## Task instructions:
Convert each line of the material below into a JSON list of strings, one string per line, omitting blank lines.

Provided entries start

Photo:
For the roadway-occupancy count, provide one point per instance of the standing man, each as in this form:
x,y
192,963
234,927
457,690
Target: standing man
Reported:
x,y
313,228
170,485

Provided entries end

## Task response:
[
  "Photo:",
  "For the roadway-occupancy count, provide one point per instance of the standing man, each as in this form:",
  "x,y",
  "192,963",
  "234,927",
  "457,690",
  "Target: standing man",
  "Reported:",
  "x,y",
  "313,228",
  "170,485"
]